= Fredrik Nylander =

Fredrik Nylander (9 September 1820 – 29 September 1880) was a Finnish medical doctor and botanist who was among the first to study the plants of Finland, describing about eleven new species.

Nylander was born in Oulu to magistrate Anders and his wife Margareta Magdalena Fahlander. He was educated at Oulu Grammar School and later in Turku and Helsinki. He studied natural sciences at the Imperial Alexander University majoring in botany and zoology and graduated in 1840 after some travels around Europe in 1839. He received an MS in the same year and then studied botany under Elias Fries and from 1843 to 1846 he studied Botany in St Petersburg under F. E. L. Fischer. In 1842 he travelled around Fennoscandia collecting plants and published part of the Spicilegium Plantarum Fennicarum (1843) and received a Phil. Lic. degree in 1844 and a Ph.D. in 1844. He then explored the Kola peninsula. He applied for a position in the Imperial Alexander University in 1844 but this was taken up by Reinhold Ferdinand Sahlberg. He applied again in 1847 but failed again. In 1849 he quit botany and began studies in medicine, receiving a license in 1853. He practiced in Oulu and also became a parliament member in 1872.

Given entries
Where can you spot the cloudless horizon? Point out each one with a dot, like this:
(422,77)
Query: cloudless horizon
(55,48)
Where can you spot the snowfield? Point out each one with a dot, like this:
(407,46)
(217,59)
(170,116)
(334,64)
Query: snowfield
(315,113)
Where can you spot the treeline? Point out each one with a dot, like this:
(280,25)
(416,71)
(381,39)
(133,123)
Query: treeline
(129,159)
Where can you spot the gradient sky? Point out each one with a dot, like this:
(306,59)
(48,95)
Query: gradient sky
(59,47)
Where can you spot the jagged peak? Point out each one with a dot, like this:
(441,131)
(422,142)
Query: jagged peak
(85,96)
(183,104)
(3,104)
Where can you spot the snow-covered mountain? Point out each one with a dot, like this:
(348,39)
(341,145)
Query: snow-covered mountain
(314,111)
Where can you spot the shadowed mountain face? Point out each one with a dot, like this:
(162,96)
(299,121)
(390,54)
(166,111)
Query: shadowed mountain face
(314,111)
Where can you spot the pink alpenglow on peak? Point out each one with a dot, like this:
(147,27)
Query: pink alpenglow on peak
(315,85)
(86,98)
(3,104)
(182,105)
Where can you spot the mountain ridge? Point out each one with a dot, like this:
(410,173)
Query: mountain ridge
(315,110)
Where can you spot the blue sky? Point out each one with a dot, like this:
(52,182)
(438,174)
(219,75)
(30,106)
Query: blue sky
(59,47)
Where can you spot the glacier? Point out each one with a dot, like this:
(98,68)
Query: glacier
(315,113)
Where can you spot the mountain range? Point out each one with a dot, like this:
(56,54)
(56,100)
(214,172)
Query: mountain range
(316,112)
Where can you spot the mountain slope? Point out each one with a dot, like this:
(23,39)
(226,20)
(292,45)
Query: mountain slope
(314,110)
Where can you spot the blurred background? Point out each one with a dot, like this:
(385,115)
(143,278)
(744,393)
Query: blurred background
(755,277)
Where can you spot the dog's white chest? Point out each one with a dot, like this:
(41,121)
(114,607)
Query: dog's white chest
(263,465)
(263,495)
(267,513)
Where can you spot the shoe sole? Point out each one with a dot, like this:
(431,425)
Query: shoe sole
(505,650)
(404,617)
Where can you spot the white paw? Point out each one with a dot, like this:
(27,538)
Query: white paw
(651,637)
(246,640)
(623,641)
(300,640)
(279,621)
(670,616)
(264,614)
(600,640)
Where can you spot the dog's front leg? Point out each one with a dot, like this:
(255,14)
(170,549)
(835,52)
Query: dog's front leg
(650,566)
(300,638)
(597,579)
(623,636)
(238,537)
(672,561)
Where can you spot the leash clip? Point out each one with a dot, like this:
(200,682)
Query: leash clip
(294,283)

Exercise
Recast the paragraph of the Fredrik Nylander article that begins "Nylander was born in Oulu" as a bulleted list, keeping its main facts. This work does not use the material.

Expected answer
- Born in Oulu to magistrate Anders and Margareta Magdalena Fahlander
- Educated at Oulu Grammar School, then in Turku and Helsinki
- Studied natural sciences at the Imperial Alexander University, majoring in botany and zoology
- Traveled around Europe in 1839 and graduated in 1840, also receiving an MS that year
- Studied botany under Elias Fries, then in St Petersburg under F. E. L. Fischer from 1843 to 1846
- Collected plants around Fennoscandia in 1842 and published part of the Spicilegium Plantarum Fennicarum (1843)
- Received a Phil. Lic. degree and a Ph.D. in 1844, then explored the Kola peninsula
- Applied for a university position in 1844, which went to Reinhold Ferdinand Sahlberg, and failed again in 1847
- Quit botany in 1849 to study medicine, receiving a license in 1853
- Practiced in Oulu and became a parliament member in 1872